• [Exercise instructions]:
1. In the cockroach essay, what method did the writer use to kill the black cockroaches instead of stepping on them?
2. Print the stretch of the cockroach essay from "Fortunately, I have" through "searched for food.".

━━━━━ Text segment

Why I would never move to Singapore


La cucaracha, la cucaracha,
ya no puede caminar
porque no tiene, porque le falta
las dos patitas de atrás.




Back in Baku, I lived on the 5th floor of an old building. Below us, on the 4th floor, there was a mad, but reasonably clean family. However, the family above was filthy. I know that because I often shared lift rides with the woman and her smelly rubbish bins.

For many years we had an ongoing battle with cockroaches. Every time the filthy neighbour would finally spray some anti-cockroach stuff, they ran down the drainpipes- right into our flat.

Fortunately, I have not seen cockroaches in the UK. Not the fat, glossy black type I am talking about. OK, I once noticed a cockroach at work, but it looked tiny and pathetic compared to those in Baku.

During the university years I would spend nights working on a project. I sat in the kitchen, under a bright pull-down lamp, carefully drawing endless lines with black ink on an A1 size board. And, as the night fell, they came out to play on the kitchen floor. I once witnessed something that could have been a cute picture, should the actors have been say, cats. Or dogs. Or any other animals- as long as on no more than four legs. It was a family having a nice time. There was the hugest, fattest and glossiest daddy cockroach, a slightly smaller mommy, and a couple of little baby roaches. Babies played close to the mother, while daddy searched for food.

I could never kill those black cockroaches the way my father did- by stepping on them. They were way too big and made that nasty popping-cracking noise. So I used my own method. Not anyhow more humane, yet effective. I would boil a kettle and just splash the bastards. That night, I murdered the whole happy little family.

The filthy neighbours eventually immigrated, and an Indian family moved in.
Whether they are too hygienic, or their food is just too spicy for Azeri cockroaches, but my mother has been enjoying a cockroach-free life for a few years now. And I have not seen any more of them for years, either here, in the UK, or back home. Yet, wherever I am, I always glance down as I walk into a bathroom at night. You just never know what might be running under your feet when you switch the light on.

On a trip to Singapore, a friend of ours was telling us we should move there for a while. Just think- she said- you could have a housekeeper… your life would be so easy here

Hmmm...- I thought-…tempting, very tempting.

However, at a dinner that night, she told us about cockroaches in Singapore. They sounded terribly similar to my childhood friends. Only bigger. Most importantly, they could FLY. If there is one thing that is worse than a big fat black cockroach, it is a big fat flying cockroach. So, I decided to stay in the UK. As far as nasty insects are concerned, this country is not that bad. At first, I thought British homes were completely creature-free. I was naive, of course.

━━━━━━━━━━
━━━━━ Data shown

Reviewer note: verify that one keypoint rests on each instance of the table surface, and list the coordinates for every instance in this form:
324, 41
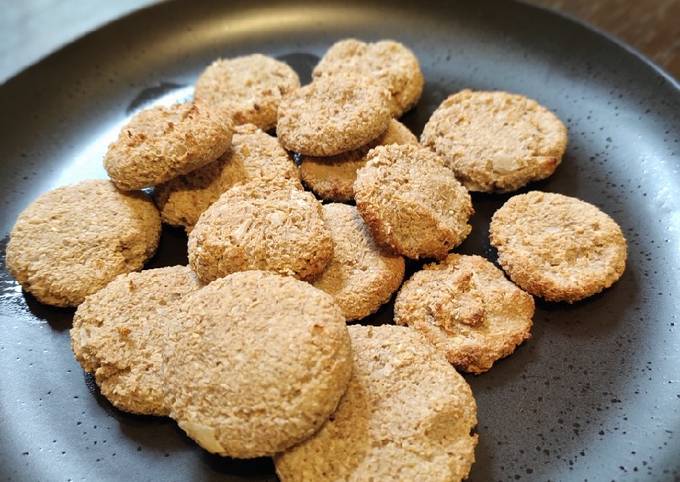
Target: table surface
31, 29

━━━━━━━━━━

• [Solutions to the problems]:
1. Boiling a kettle and splashing the cockroaches with the water.

2.
Fortunately, I have not seen cockroaches in the UK. Not the fat, glossy black type I am talking about. OK, I once noticed a cockroach at work, but it looked tiny and pathetic compared to those in Baku.

During the university years I would spend nights working on a project. I sat in the kitchen, under a bright pull-down lamp, carefully drawing endless lines with black ink on an A1 size board. And, as the night fell, they came out to play on the kitchen floor. I once witnessed something that could have been a cute picture, should the actors have been say, cats. Or dogs. Or any other animals- as long as on no more than four legs. It was a family having a nice time. There was the hugest, fattest and glossiest daddy cockroach, a slightly smaller mommy, and a couple of little baby roaches. Babies played close to the mother, while daddy searched for food.